Task statement: Look for "below" in each line of the records, and copy the lines that have it.

Data section:
↓
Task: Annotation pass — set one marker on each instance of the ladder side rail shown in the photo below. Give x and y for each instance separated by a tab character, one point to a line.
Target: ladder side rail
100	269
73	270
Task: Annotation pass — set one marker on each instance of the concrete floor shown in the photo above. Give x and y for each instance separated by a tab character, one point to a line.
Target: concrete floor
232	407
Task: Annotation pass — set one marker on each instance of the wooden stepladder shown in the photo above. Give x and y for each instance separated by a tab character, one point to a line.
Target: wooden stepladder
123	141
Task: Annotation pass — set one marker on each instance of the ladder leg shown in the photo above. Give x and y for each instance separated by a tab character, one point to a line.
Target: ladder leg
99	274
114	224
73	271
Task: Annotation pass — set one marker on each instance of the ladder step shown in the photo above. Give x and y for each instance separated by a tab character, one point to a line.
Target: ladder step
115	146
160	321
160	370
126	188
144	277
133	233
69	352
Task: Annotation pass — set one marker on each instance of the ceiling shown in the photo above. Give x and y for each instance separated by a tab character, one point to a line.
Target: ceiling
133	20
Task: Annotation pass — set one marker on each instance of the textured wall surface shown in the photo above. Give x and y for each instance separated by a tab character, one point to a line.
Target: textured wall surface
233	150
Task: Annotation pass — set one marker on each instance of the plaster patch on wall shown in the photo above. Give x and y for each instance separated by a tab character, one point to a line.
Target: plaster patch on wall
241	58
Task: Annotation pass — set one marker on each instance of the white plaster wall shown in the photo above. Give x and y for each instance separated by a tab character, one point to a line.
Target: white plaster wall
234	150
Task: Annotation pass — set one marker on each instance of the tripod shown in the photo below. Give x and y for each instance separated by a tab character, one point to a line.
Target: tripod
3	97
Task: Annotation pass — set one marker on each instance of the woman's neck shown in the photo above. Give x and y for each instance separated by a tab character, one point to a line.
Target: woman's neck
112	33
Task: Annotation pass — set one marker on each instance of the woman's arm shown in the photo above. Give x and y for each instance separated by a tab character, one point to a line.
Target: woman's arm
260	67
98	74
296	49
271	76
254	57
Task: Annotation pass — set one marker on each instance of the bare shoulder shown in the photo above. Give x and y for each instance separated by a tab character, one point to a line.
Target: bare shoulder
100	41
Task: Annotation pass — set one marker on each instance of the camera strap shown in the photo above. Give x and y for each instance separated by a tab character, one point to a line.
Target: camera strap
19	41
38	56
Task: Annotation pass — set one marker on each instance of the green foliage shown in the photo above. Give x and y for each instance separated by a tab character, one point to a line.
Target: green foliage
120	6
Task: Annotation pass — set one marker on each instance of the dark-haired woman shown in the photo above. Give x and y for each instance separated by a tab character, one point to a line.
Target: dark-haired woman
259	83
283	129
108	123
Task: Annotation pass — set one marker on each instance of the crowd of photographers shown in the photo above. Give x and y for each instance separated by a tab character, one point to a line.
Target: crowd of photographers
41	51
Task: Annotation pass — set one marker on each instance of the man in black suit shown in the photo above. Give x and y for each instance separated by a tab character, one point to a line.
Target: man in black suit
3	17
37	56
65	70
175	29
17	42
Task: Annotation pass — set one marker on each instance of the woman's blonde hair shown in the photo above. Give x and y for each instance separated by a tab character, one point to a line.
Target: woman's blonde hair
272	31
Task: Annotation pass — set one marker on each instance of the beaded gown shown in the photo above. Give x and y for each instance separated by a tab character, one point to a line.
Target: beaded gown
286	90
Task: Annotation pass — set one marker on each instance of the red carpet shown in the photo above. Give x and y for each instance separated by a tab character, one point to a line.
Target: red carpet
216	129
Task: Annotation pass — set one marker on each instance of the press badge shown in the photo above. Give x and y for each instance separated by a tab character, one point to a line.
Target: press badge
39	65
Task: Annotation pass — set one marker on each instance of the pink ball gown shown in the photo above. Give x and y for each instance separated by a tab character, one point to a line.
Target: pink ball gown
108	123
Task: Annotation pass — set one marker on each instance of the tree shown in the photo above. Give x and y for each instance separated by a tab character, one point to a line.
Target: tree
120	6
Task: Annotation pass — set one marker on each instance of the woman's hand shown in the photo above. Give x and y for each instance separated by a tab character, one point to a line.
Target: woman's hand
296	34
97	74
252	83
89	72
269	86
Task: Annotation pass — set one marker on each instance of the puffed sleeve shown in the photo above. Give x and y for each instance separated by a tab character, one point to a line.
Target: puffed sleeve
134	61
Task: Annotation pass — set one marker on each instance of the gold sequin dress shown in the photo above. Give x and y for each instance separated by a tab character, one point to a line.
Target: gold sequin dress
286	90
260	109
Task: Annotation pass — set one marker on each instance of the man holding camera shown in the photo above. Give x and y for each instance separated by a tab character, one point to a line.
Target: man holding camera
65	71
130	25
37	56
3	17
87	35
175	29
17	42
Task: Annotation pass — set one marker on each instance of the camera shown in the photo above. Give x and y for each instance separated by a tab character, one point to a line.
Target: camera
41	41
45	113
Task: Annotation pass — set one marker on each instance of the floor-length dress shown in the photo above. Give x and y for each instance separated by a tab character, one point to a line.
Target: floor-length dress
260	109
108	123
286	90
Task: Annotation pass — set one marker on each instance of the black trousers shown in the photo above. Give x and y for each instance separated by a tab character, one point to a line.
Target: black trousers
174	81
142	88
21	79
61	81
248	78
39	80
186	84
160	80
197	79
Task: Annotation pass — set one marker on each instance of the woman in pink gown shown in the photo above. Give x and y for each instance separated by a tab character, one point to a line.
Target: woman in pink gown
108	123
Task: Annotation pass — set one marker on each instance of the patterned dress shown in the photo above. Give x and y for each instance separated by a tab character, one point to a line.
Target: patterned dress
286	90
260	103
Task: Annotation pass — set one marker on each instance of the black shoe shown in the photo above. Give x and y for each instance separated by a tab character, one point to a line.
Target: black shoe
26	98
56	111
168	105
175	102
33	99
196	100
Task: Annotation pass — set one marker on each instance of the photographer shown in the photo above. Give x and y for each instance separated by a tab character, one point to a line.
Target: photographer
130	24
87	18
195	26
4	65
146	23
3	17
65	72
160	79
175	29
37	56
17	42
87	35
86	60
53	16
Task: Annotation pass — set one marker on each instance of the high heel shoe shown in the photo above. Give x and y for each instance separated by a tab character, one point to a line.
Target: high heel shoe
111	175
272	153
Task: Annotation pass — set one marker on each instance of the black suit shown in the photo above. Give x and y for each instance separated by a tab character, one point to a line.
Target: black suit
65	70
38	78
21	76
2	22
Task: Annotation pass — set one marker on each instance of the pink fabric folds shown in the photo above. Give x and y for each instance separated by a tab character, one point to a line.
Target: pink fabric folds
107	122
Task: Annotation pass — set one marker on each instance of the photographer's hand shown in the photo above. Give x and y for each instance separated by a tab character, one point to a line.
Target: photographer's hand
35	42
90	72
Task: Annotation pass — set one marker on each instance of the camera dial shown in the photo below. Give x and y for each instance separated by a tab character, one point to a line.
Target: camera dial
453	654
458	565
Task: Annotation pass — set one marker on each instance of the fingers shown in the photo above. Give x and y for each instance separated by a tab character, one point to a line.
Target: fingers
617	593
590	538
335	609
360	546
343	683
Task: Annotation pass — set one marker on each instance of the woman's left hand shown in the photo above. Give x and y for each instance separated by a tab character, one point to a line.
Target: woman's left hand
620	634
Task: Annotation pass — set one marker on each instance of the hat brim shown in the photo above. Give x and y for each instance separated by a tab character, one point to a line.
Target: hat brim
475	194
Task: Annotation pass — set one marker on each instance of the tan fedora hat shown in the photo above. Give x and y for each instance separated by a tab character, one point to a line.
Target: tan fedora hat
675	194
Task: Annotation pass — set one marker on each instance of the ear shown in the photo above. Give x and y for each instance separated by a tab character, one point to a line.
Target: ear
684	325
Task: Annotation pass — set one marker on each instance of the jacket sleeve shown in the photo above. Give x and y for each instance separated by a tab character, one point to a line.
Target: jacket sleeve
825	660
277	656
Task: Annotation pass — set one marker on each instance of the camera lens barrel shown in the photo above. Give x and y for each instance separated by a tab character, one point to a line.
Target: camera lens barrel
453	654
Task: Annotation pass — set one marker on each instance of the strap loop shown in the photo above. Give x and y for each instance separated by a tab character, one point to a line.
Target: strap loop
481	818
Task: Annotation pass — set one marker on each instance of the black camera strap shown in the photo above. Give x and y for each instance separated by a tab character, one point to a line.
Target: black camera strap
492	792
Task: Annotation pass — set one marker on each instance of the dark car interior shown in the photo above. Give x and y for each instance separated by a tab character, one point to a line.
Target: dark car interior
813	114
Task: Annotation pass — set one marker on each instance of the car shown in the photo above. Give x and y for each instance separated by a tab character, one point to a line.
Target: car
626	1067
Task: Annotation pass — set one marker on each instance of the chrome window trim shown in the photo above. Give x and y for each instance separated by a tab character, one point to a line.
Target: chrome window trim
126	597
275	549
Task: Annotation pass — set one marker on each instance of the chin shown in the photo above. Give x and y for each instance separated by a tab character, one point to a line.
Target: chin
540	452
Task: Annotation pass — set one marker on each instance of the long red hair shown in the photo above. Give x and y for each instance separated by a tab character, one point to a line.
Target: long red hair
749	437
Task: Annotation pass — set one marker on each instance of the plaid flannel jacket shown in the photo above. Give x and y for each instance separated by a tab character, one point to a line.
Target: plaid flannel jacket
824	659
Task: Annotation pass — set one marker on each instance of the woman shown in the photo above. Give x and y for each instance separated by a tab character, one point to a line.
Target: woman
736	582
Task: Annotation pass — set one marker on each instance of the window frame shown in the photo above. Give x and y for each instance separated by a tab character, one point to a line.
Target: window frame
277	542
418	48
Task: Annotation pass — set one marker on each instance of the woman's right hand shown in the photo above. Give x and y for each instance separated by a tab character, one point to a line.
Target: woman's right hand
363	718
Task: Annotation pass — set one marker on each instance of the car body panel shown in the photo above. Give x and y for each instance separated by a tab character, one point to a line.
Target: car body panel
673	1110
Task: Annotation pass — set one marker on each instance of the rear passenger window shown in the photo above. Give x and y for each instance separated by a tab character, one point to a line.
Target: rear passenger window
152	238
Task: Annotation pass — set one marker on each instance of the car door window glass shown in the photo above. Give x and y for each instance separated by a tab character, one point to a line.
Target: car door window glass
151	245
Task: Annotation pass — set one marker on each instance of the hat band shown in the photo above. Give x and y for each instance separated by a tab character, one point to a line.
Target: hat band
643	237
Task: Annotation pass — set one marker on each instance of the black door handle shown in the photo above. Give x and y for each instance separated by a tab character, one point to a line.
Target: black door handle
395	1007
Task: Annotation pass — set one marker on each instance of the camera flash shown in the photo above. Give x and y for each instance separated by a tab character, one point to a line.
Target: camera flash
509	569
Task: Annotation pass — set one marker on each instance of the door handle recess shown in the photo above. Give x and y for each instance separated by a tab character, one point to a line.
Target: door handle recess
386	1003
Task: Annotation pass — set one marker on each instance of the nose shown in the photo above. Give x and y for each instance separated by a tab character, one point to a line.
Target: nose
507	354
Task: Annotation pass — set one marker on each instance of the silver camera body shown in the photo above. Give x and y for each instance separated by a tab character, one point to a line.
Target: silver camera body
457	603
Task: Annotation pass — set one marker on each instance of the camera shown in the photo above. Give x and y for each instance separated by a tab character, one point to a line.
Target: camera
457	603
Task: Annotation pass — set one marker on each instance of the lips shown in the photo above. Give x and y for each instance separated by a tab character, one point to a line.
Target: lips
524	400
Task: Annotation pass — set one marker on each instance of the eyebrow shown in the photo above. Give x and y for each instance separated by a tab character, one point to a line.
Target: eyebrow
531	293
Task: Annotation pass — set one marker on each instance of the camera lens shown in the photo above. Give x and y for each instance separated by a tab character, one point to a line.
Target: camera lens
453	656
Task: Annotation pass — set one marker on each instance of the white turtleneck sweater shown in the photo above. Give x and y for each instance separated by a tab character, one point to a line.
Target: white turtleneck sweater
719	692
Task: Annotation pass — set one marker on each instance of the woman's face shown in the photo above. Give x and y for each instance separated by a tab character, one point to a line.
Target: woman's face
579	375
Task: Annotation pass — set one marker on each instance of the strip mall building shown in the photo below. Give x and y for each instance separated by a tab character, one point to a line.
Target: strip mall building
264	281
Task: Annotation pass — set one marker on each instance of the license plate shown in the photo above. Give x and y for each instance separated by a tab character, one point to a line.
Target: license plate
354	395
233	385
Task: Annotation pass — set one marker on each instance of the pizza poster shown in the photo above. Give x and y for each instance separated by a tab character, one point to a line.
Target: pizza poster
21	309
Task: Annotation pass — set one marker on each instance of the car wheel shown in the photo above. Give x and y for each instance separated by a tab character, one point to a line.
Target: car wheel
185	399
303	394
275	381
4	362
↑
Output of the task:
Task: Annotation pass — set one marker on each instance of the ladder side rail shown in the photo below. Give x and y for each instance separated by a tab character, one point to a line.
Task: Annotation pass — set one marker on each instance of the tripod shown in the photo below. Give x and y for each instance separated by a tab character, one point to a line.
Task: Annotation pass — set one marker on each instance of the camera dial shown in the photo below. Give x and y for each instance separated by a tab character, one point to a line.
Task: Annotation pass — set one marker on each instance of the strip mall building shown in the photo below. Give x and y for each instance separated by a tab character, one point to a line.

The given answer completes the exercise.